(Dataset records on object locations)
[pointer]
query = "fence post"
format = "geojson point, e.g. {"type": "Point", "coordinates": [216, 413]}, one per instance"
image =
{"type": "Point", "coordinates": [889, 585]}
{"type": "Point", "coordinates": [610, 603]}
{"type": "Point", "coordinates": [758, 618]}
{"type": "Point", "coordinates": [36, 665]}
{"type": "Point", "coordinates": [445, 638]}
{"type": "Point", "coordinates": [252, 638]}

• TASK STATEMENT: Render every line of the records above as a Markdown table with the columns Row and Line. Number the rows and leave out any blank lines.

• TASK OUTPUT:
| Row | Line |
|---|---|
| 1 | [pointer] |
| 2 | query = "fence post" |
| 3 | format = "geojson point, e.g. {"type": "Point", "coordinates": [216, 413]}, one per instance" |
| 4 | image = |
| 5 | {"type": "Point", "coordinates": [889, 585]} |
| 6 | {"type": "Point", "coordinates": [610, 603]} |
| 7 | {"type": "Point", "coordinates": [758, 618]} |
| 8 | {"type": "Point", "coordinates": [36, 665]} |
| 9 | {"type": "Point", "coordinates": [445, 638]} |
| 10 | {"type": "Point", "coordinates": [252, 638]} |